- COMPITO
Ricopia parola per parola le righe comprese tra quella che contiene "of window as" e quella che contiene "Query: row of window", entrambe incluse.

□ □ □ □

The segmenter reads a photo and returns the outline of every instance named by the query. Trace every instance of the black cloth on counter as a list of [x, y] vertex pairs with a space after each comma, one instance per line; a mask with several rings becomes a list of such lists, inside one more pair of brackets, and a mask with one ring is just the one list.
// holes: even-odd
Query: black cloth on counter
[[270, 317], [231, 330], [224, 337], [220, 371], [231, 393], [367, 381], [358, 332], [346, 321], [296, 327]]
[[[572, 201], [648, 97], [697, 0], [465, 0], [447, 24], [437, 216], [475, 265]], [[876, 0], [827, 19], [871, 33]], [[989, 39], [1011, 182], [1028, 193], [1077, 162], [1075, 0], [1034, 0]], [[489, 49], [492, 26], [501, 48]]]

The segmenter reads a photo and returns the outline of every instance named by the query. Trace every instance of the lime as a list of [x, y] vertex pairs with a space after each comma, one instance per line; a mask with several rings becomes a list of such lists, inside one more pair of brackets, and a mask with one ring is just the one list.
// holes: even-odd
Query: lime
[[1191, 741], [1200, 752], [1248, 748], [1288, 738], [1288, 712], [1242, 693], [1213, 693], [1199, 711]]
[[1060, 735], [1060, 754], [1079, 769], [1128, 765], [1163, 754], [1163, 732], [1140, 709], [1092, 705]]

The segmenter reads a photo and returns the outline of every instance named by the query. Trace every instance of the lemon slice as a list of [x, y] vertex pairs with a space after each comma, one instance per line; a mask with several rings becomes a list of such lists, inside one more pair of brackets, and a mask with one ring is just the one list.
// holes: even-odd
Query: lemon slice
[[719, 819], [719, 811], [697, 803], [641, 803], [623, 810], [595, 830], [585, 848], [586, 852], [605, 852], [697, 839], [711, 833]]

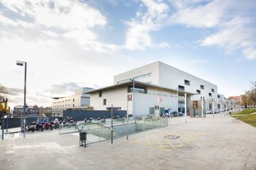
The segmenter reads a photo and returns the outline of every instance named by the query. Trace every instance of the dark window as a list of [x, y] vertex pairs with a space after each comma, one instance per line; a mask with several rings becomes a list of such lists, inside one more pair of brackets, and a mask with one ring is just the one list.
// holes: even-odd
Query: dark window
[[[134, 86], [129, 86], [128, 87], [128, 92], [132, 92], [133, 89], [134, 89]], [[135, 86], [134, 92], [147, 94], [147, 87]]]
[[185, 91], [185, 87], [179, 85], [179, 91]]
[[189, 81], [188, 81], [188, 80], [184, 79], [184, 84], [185, 84], [186, 85], [189, 85], [189, 86], [190, 86], [190, 82]]

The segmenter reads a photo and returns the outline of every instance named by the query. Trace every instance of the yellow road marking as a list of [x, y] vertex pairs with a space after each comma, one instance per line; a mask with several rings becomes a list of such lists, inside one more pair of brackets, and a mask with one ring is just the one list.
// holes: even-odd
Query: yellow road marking
[[[140, 145], [148, 145], [150, 147], [153, 147], [155, 148], [158, 148], [159, 149], [161, 149], [163, 150], [166, 150], [166, 151], [171, 151], [173, 149], [175, 150], [177, 148], [179, 148], [180, 147], [183, 147], [184, 145], [192, 142], [193, 141], [194, 141], [195, 140], [197, 140], [198, 138], [202, 137], [205, 135], [206, 135], [207, 133], [207, 132], [203, 132], [202, 134], [192, 134], [194, 136], [197, 136], [198, 137], [194, 137], [192, 136], [191, 136], [191, 135], [189, 135], [187, 133], [185, 133], [184, 132], [182, 131], [179, 131], [179, 130], [176, 130], [176, 131], [174, 131], [174, 130], [171, 130], [171, 131], [166, 131], [165, 133], [175, 133], [177, 134], [178, 136], [181, 137], [181, 139], [182, 139], [182, 141], [184, 141], [183, 142], [185, 142], [185, 143], [182, 143], [180, 140], [179, 140], [178, 139], [173, 139], [173, 140], [169, 140], [169, 139], [168, 138], [164, 138], [164, 140], [159, 140], [159, 139], [161, 139], [162, 137], [164, 137], [164, 136], [163, 135], [163, 134], [162, 132], [160, 132], [160, 133], [155, 133], [154, 134], [152, 135], [150, 135], [148, 136], [144, 136], [144, 137], [142, 137], [138, 139], [134, 139], [133, 140], [130, 140], [129, 142], [131, 143], [134, 143], [134, 144], [140, 144]], [[181, 135], [181, 133], [184, 134], [186, 137], [182, 135]], [[161, 135], [161, 137], [160, 138], [160, 134]], [[191, 137], [192, 140], [189, 140], [187, 136]], [[145, 140], [143, 140], [143, 139], [145, 139], [145, 140], [147, 141], [147, 142], [145, 142]], [[150, 142], [150, 139], [155, 139], [155, 141], [157, 142], [157, 144], [158, 144], [158, 145], [157, 145], [156, 143], [155, 143], [155, 145], [154, 145], [154, 142], [153, 144], [151, 144]], [[168, 145], [167, 145], [166, 142], [167, 142], [167, 143], [169, 144], [169, 145], [170, 147], [168, 147]], [[173, 145], [174, 143], [175, 143], [176, 145]], [[164, 145], [162, 145], [162, 144]], [[176, 144], [178, 144], [178, 145], [177, 145]]]
[[188, 134], [185, 133], [185, 132], [183, 132], [183, 131], [181, 131], [181, 132], [182, 132], [182, 134], [184, 134], [184, 135], [186, 135], [186, 136], [189, 136], [189, 137], [191, 137], [191, 138], [194, 138], [194, 139], [197, 139], [197, 138], [195, 138], [195, 137], [194, 137], [193, 136], [191, 136], [189, 135]]

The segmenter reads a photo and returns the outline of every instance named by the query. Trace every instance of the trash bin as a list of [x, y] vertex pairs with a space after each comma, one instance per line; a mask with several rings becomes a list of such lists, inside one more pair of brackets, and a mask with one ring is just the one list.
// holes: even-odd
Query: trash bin
[[80, 136], [80, 145], [83, 146], [83, 143], [85, 143], [85, 147], [86, 147], [86, 140], [87, 140], [87, 134], [85, 132], [82, 132], [79, 133]]

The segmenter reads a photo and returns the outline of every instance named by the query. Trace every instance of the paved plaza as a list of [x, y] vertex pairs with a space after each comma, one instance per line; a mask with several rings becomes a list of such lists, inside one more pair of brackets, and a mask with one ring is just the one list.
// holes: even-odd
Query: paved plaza
[[5, 134], [0, 169], [255, 170], [256, 128], [232, 118], [208, 115], [203, 119], [187, 117], [187, 123], [184, 117], [170, 118], [166, 127], [86, 148], [79, 146], [78, 132]]

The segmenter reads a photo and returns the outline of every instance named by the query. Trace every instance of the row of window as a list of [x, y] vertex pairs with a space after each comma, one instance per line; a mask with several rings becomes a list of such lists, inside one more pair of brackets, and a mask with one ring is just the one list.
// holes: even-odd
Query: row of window
[[[183, 86], [179, 85], [178, 88], [179, 88], [179, 91], [185, 91], [185, 87]], [[201, 85], [201, 89], [205, 89], [205, 86], [203, 85]], [[211, 92], [215, 92], [215, 90], [213, 89], [211, 89]], [[201, 91], [197, 90], [197, 94], [201, 94]], [[209, 92], [209, 96], [211, 97], [211, 93]], [[219, 96], [220, 95], [218, 95], [218, 97], [220, 98], [220, 97], [219, 97]]]
[[[66, 105], [65, 107], [69, 106], [69, 105]], [[57, 105], [57, 106], [53, 106], [53, 107], [64, 107], [64, 105]], [[75, 107], [75, 104], [73, 104], [73, 107]]]
[[[68, 100], [66, 100], [66, 101], [65, 100], [63, 100], [63, 101], [56, 102], [53, 102], [53, 104], [64, 103], [65, 102], [67, 102], [70, 101], [70, 99], [69, 99]], [[75, 99], [73, 99], [73, 102], [75, 102]]]
[[[190, 86], [190, 81], [189, 81], [189, 80], [187, 80], [187, 79], [184, 79], [184, 84], [186, 85]], [[183, 87], [183, 89], [184, 89], [184, 87], [182, 86], [182, 86], [182, 87]], [[200, 85], [200, 89], [202, 89], [202, 90], [204, 90], [205, 89], [205, 86]], [[211, 89], [211, 92], [215, 92], [214, 89]]]

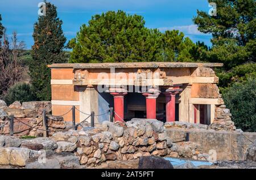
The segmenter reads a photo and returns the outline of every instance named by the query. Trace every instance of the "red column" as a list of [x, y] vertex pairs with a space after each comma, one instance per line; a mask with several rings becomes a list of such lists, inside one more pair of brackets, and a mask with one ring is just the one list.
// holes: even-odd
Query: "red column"
[[175, 96], [181, 91], [179, 86], [175, 86], [164, 92], [166, 95], [166, 122], [175, 121]]
[[123, 115], [123, 98], [127, 92], [112, 92], [114, 96], [114, 111], [115, 112], [115, 121], [122, 122]]
[[142, 93], [142, 95], [146, 97], [147, 119], [156, 118], [156, 98], [158, 98], [159, 95], [159, 93]]

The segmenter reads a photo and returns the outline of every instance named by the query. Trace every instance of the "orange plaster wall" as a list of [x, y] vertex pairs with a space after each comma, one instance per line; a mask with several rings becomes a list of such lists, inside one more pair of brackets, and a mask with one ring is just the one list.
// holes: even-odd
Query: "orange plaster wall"
[[72, 79], [74, 78], [73, 68], [52, 68], [52, 79]]
[[216, 84], [193, 83], [191, 87], [192, 98], [220, 98], [218, 87]]
[[79, 101], [79, 92], [75, 91], [73, 85], [52, 85], [52, 100]]
[[[72, 106], [68, 105], [52, 105], [52, 113], [53, 115], [60, 115], [65, 114], [72, 108]], [[79, 109], [79, 106], [76, 106]], [[79, 112], [76, 109], [76, 123], [80, 122]], [[63, 116], [65, 121], [72, 121], [72, 111], [71, 110], [68, 114]]]

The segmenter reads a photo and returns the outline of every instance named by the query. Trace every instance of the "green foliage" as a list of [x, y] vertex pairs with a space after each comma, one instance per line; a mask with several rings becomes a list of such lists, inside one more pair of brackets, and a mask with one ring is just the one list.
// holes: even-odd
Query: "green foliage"
[[249, 77], [256, 78], [256, 63], [249, 63], [236, 66], [228, 72], [217, 72], [220, 78], [220, 86], [228, 87], [234, 82], [242, 82]]
[[249, 78], [243, 83], [235, 83], [223, 92], [223, 98], [232, 113], [237, 128], [244, 131], [256, 131], [256, 78]]
[[2, 20], [2, 16], [0, 14], [0, 39], [3, 35], [3, 26], [2, 25], [1, 20]]
[[70, 62], [193, 61], [196, 46], [179, 31], [164, 33], [144, 27], [141, 16], [122, 11], [96, 15], [68, 46]]
[[51, 71], [47, 65], [64, 63], [63, 52], [66, 38], [62, 21], [57, 18], [56, 7], [46, 2], [46, 15], [35, 23], [32, 46], [32, 61], [29, 64], [31, 83], [39, 100], [51, 100]]
[[245, 46], [254, 40], [256, 32], [256, 2], [254, 0], [208, 0], [217, 5], [217, 16], [197, 10], [194, 23], [203, 33], [214, 39], [234, 38]]
[[8, 105], [10, 105], [15, 101], [21, 102], [35, 101], [36, 97], [31, 85], [24, 83], [19, 83], [8, 89], [3, 100]]

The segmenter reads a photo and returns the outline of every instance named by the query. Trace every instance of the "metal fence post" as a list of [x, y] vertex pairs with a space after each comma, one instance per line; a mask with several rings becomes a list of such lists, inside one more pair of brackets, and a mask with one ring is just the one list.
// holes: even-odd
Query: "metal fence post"
[[114, 108], [110, 108], [110, 122], [113, 122]]
[[186, 132], [186, 142], [189, 141], [189, 132]]
[[11, 115], [11, 119], [10, 119], [10, 135], [13, 136], [13, 127], [14, 124], [14, 116], [13, 115]]
[[90, 127], [94, 127], [94, 112], [90, 114]]
[[43, 131], [43, 133], [44, 138], [48, 137], [47, 126], [47, 117], [46, 117], [46, 109], [44, 109], [43, 110], [43, 128], [44, 131]]
[[73, 129], [75, 130], [76, 130], [77, 129], [77, 127], [75, 126], [76, 126], [76, 109], [75, 106], [72, 106], [72, 124], [73, 124], [73, 126], [74, 126], [74, 127], [73, 127]]

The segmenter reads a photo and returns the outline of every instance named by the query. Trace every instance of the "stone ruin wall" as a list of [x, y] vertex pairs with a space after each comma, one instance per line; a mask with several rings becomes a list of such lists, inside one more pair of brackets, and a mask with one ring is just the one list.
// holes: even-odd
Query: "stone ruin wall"
[[[46, 164], [38, 159], [46, 151]], [[21, 168], [104, 167], [108, 162], [159, 156], [207, 160], [199, 144], [174, 143], [163, 123], [153, 119], [124, 123], [104, 122], [94, 128], [69, 130], [51, 138], [20, 139], [0, 136], [0, 165]]]
[[215, 105], [214, 119], [213, 123], [209, 126], [209, 129], [214, 130], [234, 131], [236, 128], [232, 121], [232, 114], [229, 109], [224, 105], [225, 102], [220, 93], [217, 84], [218, 78], [216, 75], [213, 68], [199, 67], [191, 74], [192, 77], [214, 77], [214, 83], [192, 84], [191, 97], [220, 98], [218, 105]]

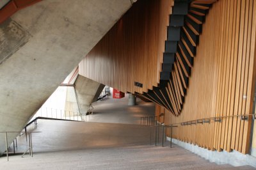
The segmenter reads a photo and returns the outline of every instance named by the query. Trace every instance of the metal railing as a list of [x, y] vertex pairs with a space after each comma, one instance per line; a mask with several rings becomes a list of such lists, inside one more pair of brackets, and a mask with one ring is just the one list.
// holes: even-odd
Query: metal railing
[[[19, 134], [20, 136], [23, 135], [23, 134], [28, 134], [29, 136], [29, 147], [26, 150], [26, 151], [23, 153], [21, 157], [24, 157], [26, 153], [29, 151], [29, 155], [33, 157], [33, 144], [32, 144], [32, 134], [33, 133], [40, 133], [42, 132], [0, 132], [0, 133], [4, 134], [5, 134], [5, 146], [6, 146], [6, 157], [7, 157], [7, 161], [9, 161], [9, 152], [8, 152], [8, 133], [15, 133], [15, 134]], [[13, 141], [13, 153], [15, 153], [15, 144], [16, 144], [16, 148], [17, 147], [17, 137]]]
[[140, 124], [143, 125], [155, 125], [156, 122], [160, 123], [160, 118], [163, 116], [163, 122], [164, 122], [164, 114], [161, 114], [159, 116], [156, 116], [141, 117]]
[[[177, 126], [174, 126], [174, 125], [164, 125], [164, 124], [160, 123], [159, 122], [157, 122], [157, 121], [155, 121], [155, 123], [153, 125], [149, 125], [150, 128], [150, 145], [152, 145], [152, 137], [154, 137], [155, 140], [155, 146], [157, 146], [157, 143], [159, 143], [160, 140], [159, 137], [161, 138], [161, 145], [162, 147], [164, 146], [164, 143], [166, 141], [166, 135], [167, 135], [167, 129], [170, 128], [169, 130], [169, 137], [170, 137], [170, 148], [172, 147], [172, 134], [173, 134], [173, 127], [177, 127]], [[156, 125], [155, 125], [156, 124]], [[162, 130], [161, 132], [160, 130]], [[154, 130], [154, 132], [152, 132]], [[161, 136], [160, 136], [161, 135]]]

□ □ □ □

- RISPOSTA CORRETTA
The segmenter reads a photo and returns the outline of every instance named by the query. Trace every instance of the row of window as a list of [x, y] vertex pairs with a space after each comma, one instance per line; a mask with several rings becomes a list of such lists, inside one more pair of brackets, and a mask with one ring is just the one list.
// holes: even-odd
Query: row of window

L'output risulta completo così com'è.